_WRITTEN PROBLEM 1_.
Duplicate the passage from the Baltimore Crew text between "Rule of the" and "Hio Social Club.", inclusive.
_WRITTEN PROBLEM 2_.
Pick up the Baltimore Crew text where it stops and continue it.

The Baltimore Crew was an Italian American organized crime group that ultimately became a faction of the Gambino crime family operating in the port city of Baltimore, Maryland from about 1900 until the 1990s. It was originally an independent organization led by the D'Urso family until the Corbi takeover in the 1920s. In 1955, Vincent Mangano of the New York-based Gambino family moved in and installed Louis Morici as the reigning caporegime over the area. The Corbi family acquiesced to the Gambino relationship, but maintained local leadership, simply answering to and accessing support from Morici and his New York Gambino connections. Throughout most of its existence, after 1920, "The Baltimore Cosca" was functionally headed by the Corbi family: Vito, and then his sons, Pasquale "Patsy" and Frank.

History

Rule of the Corbi brothers
In the spring of 1923, Patsy Corbi was sentenced to life imprisonment for the murder of local barber Frank Naples, a reputed Camorra member. Antonio "Tony" Corbi went into hiding in 1923, and reportedly traveled to Mexico and Italy, attempting to evade charges for the murder of Belle Lemons.  He did not resurface publicly until the 1930s in Youngstown Ohio where he ran the Yo Hio Social Club.

_EXTRACTED ENTRIES_.
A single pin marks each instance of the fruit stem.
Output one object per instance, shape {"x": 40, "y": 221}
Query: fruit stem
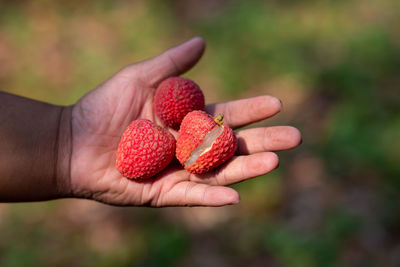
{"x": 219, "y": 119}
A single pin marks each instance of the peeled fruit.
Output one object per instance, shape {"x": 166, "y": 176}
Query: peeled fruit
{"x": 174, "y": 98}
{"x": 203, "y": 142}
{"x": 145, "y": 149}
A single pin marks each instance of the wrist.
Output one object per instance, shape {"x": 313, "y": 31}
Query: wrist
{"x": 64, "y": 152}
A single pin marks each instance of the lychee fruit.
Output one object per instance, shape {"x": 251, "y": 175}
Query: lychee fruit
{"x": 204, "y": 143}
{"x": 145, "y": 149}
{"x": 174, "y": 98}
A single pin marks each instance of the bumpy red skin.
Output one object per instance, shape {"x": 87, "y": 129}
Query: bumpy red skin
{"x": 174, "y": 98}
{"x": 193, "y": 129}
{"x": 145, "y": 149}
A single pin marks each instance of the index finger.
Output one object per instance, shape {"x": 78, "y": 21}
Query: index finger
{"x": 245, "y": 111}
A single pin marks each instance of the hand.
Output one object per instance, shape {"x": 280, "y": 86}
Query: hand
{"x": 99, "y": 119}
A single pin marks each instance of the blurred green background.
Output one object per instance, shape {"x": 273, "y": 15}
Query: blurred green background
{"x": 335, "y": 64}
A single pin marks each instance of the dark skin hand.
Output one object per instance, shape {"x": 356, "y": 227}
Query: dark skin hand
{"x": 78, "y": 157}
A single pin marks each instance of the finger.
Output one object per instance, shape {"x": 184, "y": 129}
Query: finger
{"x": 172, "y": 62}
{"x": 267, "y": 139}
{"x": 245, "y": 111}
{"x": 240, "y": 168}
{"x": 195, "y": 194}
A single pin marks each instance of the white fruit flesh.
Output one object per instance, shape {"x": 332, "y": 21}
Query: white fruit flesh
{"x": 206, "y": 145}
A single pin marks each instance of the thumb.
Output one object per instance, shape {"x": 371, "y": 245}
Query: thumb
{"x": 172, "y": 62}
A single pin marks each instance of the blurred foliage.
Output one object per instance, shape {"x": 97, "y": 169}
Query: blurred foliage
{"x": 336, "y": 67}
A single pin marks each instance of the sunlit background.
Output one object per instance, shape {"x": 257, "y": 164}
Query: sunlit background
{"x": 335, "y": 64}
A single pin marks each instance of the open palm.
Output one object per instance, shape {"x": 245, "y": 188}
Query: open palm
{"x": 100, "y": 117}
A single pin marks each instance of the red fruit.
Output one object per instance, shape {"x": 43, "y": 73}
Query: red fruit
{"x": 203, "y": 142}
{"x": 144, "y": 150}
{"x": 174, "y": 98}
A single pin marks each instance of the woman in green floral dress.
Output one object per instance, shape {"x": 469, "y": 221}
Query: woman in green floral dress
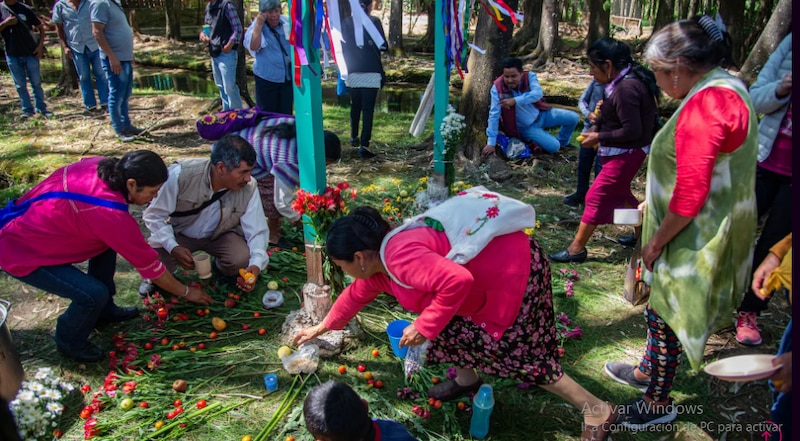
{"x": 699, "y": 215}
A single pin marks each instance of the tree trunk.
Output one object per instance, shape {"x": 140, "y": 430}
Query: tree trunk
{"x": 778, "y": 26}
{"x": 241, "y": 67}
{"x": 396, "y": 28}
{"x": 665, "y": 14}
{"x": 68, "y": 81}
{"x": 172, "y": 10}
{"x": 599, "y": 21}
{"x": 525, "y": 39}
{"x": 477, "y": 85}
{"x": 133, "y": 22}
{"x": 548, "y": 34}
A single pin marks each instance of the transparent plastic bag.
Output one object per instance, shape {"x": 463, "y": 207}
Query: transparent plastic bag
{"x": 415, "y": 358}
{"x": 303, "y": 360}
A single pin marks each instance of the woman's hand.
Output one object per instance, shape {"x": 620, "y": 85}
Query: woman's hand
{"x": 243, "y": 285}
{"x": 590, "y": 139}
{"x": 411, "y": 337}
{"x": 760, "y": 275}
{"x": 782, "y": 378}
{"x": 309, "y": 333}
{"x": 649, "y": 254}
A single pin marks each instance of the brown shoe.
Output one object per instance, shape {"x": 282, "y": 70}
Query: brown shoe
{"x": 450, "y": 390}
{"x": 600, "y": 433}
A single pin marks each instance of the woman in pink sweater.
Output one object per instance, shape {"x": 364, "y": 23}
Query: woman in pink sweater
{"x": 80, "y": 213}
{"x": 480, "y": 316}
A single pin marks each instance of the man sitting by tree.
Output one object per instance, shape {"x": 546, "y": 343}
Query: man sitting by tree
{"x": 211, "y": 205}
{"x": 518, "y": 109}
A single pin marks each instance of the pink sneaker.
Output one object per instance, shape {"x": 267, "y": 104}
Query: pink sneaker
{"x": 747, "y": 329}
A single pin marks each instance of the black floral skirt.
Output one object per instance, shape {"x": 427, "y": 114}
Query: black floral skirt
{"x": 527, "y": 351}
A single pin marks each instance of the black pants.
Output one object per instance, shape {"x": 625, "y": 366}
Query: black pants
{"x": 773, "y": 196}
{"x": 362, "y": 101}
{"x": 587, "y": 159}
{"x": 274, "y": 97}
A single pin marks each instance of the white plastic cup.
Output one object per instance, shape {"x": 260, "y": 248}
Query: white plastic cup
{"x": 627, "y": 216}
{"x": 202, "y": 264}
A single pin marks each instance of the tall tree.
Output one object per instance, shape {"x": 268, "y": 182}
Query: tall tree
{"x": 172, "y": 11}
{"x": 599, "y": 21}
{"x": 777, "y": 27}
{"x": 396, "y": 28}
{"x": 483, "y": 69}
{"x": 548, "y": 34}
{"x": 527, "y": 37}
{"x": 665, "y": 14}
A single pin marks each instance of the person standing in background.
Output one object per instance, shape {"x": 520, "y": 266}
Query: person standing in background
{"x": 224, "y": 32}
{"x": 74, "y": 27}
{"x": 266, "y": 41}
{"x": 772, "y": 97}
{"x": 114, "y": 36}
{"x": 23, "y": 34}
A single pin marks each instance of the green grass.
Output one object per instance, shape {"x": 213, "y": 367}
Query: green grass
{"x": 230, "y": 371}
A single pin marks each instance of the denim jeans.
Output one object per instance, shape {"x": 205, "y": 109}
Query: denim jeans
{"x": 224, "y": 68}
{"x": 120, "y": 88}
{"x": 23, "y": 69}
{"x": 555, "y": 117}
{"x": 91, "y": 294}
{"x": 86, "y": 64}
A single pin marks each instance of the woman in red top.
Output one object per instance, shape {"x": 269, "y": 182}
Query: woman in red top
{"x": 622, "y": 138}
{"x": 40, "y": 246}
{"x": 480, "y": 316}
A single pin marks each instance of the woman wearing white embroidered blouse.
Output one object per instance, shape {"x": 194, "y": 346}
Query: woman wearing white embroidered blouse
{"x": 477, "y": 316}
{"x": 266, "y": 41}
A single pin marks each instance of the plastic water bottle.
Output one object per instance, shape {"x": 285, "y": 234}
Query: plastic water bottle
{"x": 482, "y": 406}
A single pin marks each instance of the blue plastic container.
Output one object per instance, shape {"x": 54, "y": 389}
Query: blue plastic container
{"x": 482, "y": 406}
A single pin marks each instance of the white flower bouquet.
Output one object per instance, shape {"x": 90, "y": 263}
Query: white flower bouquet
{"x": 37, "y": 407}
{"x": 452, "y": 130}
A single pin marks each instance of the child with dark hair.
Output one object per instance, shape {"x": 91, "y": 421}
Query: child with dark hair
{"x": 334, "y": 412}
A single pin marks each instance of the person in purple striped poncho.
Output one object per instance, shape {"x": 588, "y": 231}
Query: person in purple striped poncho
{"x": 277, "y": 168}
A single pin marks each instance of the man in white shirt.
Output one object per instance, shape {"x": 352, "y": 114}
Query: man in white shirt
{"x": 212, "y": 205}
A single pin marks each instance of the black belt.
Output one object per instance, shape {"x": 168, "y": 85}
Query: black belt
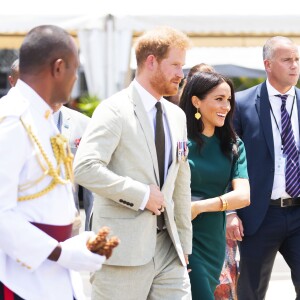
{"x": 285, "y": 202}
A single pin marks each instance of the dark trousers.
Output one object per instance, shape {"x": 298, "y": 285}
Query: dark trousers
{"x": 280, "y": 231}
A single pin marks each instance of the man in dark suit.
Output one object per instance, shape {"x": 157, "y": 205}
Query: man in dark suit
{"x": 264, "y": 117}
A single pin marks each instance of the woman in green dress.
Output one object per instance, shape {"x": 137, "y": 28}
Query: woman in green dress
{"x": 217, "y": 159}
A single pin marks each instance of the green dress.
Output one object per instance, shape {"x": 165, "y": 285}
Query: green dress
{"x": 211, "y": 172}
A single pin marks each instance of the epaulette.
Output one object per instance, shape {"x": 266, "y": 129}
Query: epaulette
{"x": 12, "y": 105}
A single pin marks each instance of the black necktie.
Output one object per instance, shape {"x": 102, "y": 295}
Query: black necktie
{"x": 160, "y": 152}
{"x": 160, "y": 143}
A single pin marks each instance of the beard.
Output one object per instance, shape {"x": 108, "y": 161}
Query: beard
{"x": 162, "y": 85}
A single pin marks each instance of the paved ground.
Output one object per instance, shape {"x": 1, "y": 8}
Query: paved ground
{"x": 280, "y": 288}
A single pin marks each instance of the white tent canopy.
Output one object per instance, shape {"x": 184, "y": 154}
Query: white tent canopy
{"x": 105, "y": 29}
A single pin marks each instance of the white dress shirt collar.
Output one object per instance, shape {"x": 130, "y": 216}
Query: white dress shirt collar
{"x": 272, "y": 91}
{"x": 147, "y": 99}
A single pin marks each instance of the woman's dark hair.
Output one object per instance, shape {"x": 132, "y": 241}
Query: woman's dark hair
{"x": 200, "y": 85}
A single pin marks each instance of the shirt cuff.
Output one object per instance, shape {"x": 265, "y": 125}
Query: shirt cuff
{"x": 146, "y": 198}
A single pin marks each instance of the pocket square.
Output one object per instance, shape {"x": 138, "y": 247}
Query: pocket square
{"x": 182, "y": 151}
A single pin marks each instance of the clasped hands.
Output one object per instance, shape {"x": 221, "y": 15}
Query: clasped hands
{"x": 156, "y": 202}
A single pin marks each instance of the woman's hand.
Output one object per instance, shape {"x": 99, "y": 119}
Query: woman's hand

_TASK RESPONSE 1_.
Rule of the Corbi brothers
In the spring of 1923, Patsy Corbi was sentenced to life imprisonment for the murder of local barber Frank Naples, a reputed Camorra member. Antonio "Tony" Corbi went into hiding in 1923, and reportedly traveled to Mexico and Italy, attempting to evade charges for the murder of Belle Lemons.  He did not resurface publicly until the 1930s in Youngstown Ohio where he ran the Yo Hio Social Club.

_TASK RESPONSE 2_.
Under Gambino leadership
In 1966, Lou Morici stepped down from the role of capo due to ill health. During this time, the crew was put under the management of the then-capo Joseph N. Gallo. Frank Corbi assumed the position of acting leader of the Baltimore operation, reporting directly to Gallo. Eventually, Corbi was promoted to official captain of the outfit.

By the 1980s most of the membership had died or retired, and with Corbi in his 80s and inactive, the regime became extinct.

Historical Leadership

Historical Membership
Vincent Coronna
Frank Dabenne
Thomas "Reds" Aversa
Benjamin "Benny Trotta" Magliano

Historical Associates
 Joseph Nunzio Corbi (1911-2001)
 Joseph Tamburello (1906-1983)
 August "Nick Trotta" Magliano (1917-1998),
 Angelo Munafo (1927-2001)
 Mario Orazio Anello (1905-1972)
 Joseph Gigliotti (1903-2001)
 Frank Malvaso (1904?-1991?)
 Angelo Perrera (1912-1972)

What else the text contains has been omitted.